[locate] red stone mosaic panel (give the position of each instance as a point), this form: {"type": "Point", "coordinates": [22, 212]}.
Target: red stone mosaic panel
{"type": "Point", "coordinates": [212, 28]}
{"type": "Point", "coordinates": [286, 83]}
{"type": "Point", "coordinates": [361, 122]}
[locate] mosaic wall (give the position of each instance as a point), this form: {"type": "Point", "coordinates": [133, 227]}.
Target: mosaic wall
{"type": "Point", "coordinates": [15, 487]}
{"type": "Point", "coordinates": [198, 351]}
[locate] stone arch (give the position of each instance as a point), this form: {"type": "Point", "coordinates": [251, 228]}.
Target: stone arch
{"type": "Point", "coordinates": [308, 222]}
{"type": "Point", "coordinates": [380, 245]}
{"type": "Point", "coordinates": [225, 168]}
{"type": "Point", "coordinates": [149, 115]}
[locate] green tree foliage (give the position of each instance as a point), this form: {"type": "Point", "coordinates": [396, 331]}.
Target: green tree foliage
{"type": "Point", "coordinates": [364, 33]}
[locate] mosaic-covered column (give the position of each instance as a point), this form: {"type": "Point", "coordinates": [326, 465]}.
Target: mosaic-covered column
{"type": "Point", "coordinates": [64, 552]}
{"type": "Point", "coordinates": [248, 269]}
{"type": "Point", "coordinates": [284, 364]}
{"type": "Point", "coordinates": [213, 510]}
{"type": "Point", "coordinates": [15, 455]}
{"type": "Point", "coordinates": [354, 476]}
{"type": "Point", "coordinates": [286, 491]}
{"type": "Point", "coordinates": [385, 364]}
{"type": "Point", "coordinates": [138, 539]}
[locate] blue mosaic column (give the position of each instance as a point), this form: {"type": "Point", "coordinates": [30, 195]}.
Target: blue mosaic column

▶ The request
Retype all of the records above, character for character.

▶ Exercise answer
[locate] red stone mosaic panel (give the position of each instance as a point), this form: {"type": "Point", "coordinates": [22, 212]}.
Target: red stone mosaic panel
{"type": "Point", "coordinates": [212, 28]}
{"type": "Point", "coordinates": [286, 83]}
{"type": "Point", "coordinates": [361, 122]}
[locate] mosaic wall (give the position of each instance as a point), this form: {"type": "Point", "coordinates": [133, 227]}.
Target: mosaic wall
{"type": "Point", "coordinates": [15, 487]}
{"type": "Point", "coordinates": [198, 351]}
[locate] stone arch (give the position of each instance as a point), this form: {"type": "Point", "coordinates": [251, 228]}.
Target: stone arch
{"type": "Point", "coordinates": [308, 222]}
{"type": "Point", "coordinates": [380, 245]}
{"type": "Point", "coordinates": [225, 168]}
{"type": "Point", "coordinates": [149, 115]}
[locate] green tree foliage (give the position of each instance as a point), this form: {"type": "Point", "coordinates": [396, 331]}.
Target: green tree foliage
{"type": "Point", "coordinates": [364, 33]}
[locate] mosaic-covered column (give the position of each instance as a point), this form: {"type": "Point", "coordinates": [326, 465]}.
Target: mosaic-covered column
{"type": "Point", "coordinates": [64, 552]}
{"type": "Point", "coordinates": [248, 269]}
{"type": "Point", "coordinates": [284, 364]}
{"type": "Point", "coordinates": [213, 510]}
{"type": "Point", "coordinates": [15, 455]}
{"type": "Point", "coordinates": [354, 476]}
{"type": "Point", "coordinates": [286, 491]}
{"type": "Point", "coordinates": [385, 364]}
{"type": "Point", "coordinates": [138, 539]}
[locate] blue mosaic column (give the position of each instance as a point), this form: {"type": "Point", "coordinates": [30, 195]}.
Target: blue mosaic column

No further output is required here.